* [YOUR OBJECTIVE]
Please copy word for word the part of the exhibition text on Eastern European prints that begins at the words "On view February" and stops after "a shared past.".

Impressions of Eastern Europe: Prints from the Permanent Collection

Impressions of Eastern Europe: Prints from the Permanent Collection

On view February 23–May 10, 2020
Text by Susan Chevlowe, Chief Curator and Museum Director

As participants in some of the most significant art movements of the twentieth century, the 16 artists in this exhibition worked at a time of rapid change, including urbanization, secularization, industrialization, technological innovation, and seismic political and cultural shifts. Their genre scenes, folk tale illustrations, portraits and character studies evoke nostalgia for a communal past, solemn awareness of the fragility of life and deep reverence for tradition. Their lithographs, etchings, engravings and woodcuts—mediums increasingly popular in the modern period—allowed the middle classes to inexpensively acquire works of art, particularly ones that would meaningfully connect them to a shared past.

Most of the artists included here were born in far reaches of the Austrian or Russian Empires and sought to make their careers in what were in their lifetimes the major art capitals of Europe: Vienna, Munich, Berlin and Paris. Some found settled lives and success, such as Isidor Kaufmann (1853–1921), who was born in Arad, Hungary, then in the Austrian Empire (now in Romania), and studied art in Budapest and Vienna, where he maintained his studio. During the Holocaust, from 1933 to 1945, Jewish artists faced arrest, deportation, internment and death. Some escaped with their lives and some survived through the War. Rahel Szalit-Marcus (1894–1942), however, perished in Auschwitz. She had spent her childhood in Lodz, Poland, then part of the Russian Empire, but was living in Berlin when Hitler came to power in 1933. She fled to Paris and was later deported.

1. Schor
Ilya Schor (b.  Złoczów, Galicia, Austro-Hungarian Empire, now Zolochiv, Ukraine, 1904–d. New York, 1961), Jewish Wedding, 1950s, wood engraving with hand coloring, 8 15/16 x 12 in. (22.7 x 30.5 cm). Gift of Estelle Reingold, HHAR 6354. © Mira Schor. Reproduced with permission.

* [RAW DATA]
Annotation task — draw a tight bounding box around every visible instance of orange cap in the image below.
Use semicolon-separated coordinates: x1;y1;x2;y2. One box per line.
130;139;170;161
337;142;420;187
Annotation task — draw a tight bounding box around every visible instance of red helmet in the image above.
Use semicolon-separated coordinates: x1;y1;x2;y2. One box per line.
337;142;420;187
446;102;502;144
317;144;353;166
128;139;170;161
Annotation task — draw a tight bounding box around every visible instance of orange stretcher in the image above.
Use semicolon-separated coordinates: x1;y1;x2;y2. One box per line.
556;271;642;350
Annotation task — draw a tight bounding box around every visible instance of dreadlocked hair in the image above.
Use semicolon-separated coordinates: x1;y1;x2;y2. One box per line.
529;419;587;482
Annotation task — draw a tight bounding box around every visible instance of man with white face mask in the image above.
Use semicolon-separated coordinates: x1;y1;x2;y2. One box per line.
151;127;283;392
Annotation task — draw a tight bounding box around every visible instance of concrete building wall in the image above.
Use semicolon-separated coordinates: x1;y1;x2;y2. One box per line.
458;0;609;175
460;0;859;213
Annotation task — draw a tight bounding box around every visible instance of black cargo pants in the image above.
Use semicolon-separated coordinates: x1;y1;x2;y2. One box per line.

* [RESULT OF THIS EXERCISE]
On view February 23–May 10, 2020
Text by Susan Chevlowe, Chief Curator and Museum Director

As participants in some of the most significant art movements of the twentieth century, the 16 artists in this exhibition worked at a time of rapid change, including urbanization, secularization, industrialization, technological innovation, and seismic political and cultural shifts. Their genre scenes, folk tale illustrations, portraits and character studies evoke nostalgia for a communal past, solemn awareness of the fragility of life and deep reverence for tradition. Their lithographs, etchings, engravings and woodcuts—mediums increasingly popular in the modern period—allowed the middle classes to inexpensively acquire works of art, particularly ones that would meaningfully connect them to a shared past.